Figure 1.9 Schematic overview of the process involved in developing and executing pipelines as DAGs using Airflow

The astute reader might have noticed that the steps followed by the scheduler are, in fact, very similar to the algorithm introduced in section 1.1. This is not by accident, as Airflow is essentially following the same steps, adding some extra logic on top to handle its scheduling logic.

Once tasks have been queued for execution, they are picked up by a pool of Airflow workers that execute tasks in parallel and track their results. These results are communicated to Airflow’s metastore (via the API Server) so that users can track the progress of tasks and view their logs using the Airflow web interface (provided by the Airflow API Server).

1.2.4 Monitoring and handling failures

In addition to scheduling and executing DAGs, Airflow also provides an extensive web interface that can be used for viewing DAGs and monitoring the results of DAG runs. After you log in (figure 1.10), the main page provides a high-level overview of all DAGs and their results as well as a high-level health status of the Airflow components(figure 1.11).

Figure 1.10 The login page for the Airflow web interface. In the code examples accompanying this book, a default user “airflow” is provided with the password “airflow”.
Figure 1.11 The main page of Airflow’s web interface, showing a high-level overview of all DAGs and their recent results.

After clicking on the ‘DAGs’ tab in the left menu bar, the overview page of all DAGs in airflow is shown (figure 1.12). From this view, we can click on specific DAGs to get information about runs of this DAG.

Figure 1.12 The DAGs page of Airflow’s web interface, showing a high-level overview of all DAGs and their recent results.

= EXERCISE =
Summarize the Airflow text above in two sentences.

= RAW DATA =
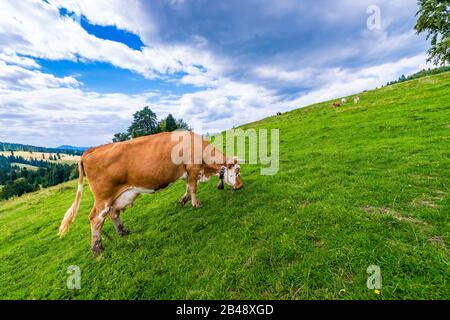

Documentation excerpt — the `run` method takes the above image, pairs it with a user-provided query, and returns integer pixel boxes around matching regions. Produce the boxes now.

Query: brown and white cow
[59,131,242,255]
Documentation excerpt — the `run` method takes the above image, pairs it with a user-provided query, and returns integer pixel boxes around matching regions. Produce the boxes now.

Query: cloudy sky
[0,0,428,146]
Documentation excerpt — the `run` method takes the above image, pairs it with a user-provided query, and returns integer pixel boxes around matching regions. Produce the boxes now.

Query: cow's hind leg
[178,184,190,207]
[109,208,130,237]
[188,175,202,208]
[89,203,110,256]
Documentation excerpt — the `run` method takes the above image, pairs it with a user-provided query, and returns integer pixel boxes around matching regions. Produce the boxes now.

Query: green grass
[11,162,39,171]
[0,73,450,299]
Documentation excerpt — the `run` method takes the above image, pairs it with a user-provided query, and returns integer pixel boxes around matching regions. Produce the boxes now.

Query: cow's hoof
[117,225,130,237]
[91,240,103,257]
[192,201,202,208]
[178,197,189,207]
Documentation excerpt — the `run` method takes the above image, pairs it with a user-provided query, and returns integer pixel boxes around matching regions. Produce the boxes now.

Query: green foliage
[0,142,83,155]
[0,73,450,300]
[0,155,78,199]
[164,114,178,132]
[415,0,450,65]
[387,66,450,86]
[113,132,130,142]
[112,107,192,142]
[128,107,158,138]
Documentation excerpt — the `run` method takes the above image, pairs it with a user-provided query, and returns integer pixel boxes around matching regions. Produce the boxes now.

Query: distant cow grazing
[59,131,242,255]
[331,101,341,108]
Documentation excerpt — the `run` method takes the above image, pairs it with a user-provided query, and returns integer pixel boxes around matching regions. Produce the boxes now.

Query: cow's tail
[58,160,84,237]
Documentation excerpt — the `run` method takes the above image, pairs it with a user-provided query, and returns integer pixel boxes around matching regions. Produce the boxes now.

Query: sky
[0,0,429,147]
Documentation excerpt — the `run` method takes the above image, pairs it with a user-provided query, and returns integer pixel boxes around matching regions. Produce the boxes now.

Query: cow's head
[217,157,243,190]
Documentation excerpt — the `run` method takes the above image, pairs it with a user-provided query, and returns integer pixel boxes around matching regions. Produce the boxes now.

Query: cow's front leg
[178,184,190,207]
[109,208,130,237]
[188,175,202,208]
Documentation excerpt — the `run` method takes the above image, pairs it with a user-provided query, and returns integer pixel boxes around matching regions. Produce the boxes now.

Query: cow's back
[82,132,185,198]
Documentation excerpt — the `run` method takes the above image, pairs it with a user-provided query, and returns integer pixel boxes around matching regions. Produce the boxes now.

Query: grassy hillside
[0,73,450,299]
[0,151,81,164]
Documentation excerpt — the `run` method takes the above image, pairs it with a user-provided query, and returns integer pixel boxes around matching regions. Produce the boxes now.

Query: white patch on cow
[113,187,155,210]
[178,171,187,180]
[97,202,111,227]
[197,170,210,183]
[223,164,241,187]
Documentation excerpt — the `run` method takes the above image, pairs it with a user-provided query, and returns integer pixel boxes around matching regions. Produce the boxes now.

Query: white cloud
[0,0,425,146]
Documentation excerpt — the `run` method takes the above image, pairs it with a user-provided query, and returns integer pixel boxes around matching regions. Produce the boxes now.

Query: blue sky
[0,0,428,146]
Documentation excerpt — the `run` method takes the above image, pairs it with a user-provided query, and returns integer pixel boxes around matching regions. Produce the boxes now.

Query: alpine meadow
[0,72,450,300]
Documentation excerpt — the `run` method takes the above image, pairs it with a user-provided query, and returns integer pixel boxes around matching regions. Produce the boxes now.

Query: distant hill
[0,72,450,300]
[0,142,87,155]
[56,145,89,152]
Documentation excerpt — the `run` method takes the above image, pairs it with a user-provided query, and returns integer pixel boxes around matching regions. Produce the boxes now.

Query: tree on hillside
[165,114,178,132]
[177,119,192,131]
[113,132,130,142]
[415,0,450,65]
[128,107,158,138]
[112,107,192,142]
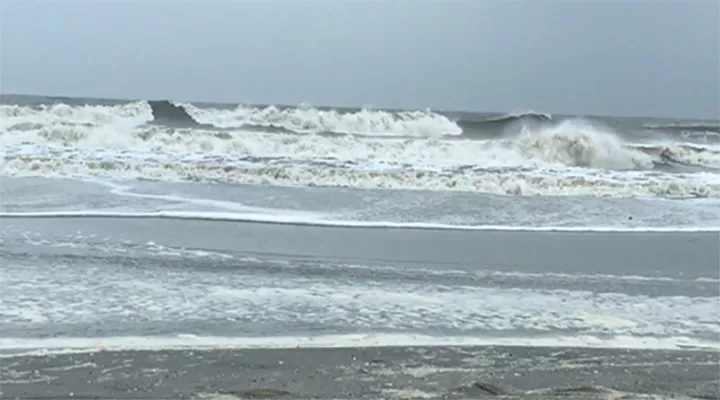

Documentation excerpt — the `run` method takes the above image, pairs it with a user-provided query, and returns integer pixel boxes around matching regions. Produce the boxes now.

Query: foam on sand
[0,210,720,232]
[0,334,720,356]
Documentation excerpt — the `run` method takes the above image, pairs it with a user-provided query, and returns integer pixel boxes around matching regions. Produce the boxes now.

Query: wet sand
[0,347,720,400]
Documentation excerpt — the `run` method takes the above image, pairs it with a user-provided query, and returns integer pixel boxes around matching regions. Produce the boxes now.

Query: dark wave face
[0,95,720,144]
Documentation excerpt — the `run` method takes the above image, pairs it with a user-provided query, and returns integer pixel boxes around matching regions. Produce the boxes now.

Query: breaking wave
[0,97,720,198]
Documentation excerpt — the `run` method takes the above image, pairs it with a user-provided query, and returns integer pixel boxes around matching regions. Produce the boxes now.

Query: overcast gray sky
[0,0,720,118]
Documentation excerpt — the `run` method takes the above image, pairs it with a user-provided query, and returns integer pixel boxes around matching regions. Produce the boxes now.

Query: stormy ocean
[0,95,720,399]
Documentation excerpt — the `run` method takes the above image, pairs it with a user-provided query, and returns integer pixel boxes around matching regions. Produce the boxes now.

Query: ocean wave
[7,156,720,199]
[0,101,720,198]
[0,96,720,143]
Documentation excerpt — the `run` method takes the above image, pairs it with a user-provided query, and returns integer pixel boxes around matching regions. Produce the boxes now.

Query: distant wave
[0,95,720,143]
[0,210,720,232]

--

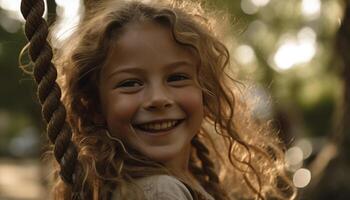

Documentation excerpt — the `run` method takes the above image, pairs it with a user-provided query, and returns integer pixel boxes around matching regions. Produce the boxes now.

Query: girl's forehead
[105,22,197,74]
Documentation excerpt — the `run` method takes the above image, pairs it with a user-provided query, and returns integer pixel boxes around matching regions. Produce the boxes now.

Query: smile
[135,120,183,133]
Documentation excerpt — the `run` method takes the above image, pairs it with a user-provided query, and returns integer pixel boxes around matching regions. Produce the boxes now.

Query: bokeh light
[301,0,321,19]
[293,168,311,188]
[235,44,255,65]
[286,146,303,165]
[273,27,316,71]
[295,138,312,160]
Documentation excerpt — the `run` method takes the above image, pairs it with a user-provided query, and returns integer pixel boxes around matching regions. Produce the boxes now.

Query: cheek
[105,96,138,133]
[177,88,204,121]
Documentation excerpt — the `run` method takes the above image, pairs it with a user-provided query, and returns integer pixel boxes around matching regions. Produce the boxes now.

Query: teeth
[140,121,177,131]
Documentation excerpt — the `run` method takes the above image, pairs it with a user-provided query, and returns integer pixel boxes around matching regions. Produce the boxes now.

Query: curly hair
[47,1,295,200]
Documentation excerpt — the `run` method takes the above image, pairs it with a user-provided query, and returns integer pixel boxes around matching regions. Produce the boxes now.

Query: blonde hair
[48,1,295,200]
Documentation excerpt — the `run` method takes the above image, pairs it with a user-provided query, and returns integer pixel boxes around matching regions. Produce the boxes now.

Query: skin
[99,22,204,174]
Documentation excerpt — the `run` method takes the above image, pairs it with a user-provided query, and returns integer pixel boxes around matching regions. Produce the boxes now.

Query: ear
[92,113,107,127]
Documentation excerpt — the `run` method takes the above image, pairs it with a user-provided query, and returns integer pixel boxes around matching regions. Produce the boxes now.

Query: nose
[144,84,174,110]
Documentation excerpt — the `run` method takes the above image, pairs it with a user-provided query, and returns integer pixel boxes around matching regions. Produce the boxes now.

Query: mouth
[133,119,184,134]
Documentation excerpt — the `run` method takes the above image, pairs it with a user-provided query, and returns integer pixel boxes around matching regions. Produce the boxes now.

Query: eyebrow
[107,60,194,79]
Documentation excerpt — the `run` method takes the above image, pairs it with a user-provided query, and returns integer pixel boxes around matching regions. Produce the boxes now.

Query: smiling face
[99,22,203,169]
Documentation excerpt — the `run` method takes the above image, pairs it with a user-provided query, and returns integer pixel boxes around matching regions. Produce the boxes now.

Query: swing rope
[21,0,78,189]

= TASK OUTPUT =
Queued tasks are picked up by a pool of Airflow workers that run them in parallel and report their results to Airflow's metastore through the API Server, so users can follow task progress and logs in the web interface. That interface also offers an overview of all DAGs, their results and the health of Airflow components, and its DAGs tab lists every DAG so a specific one can be opened for information about its runs.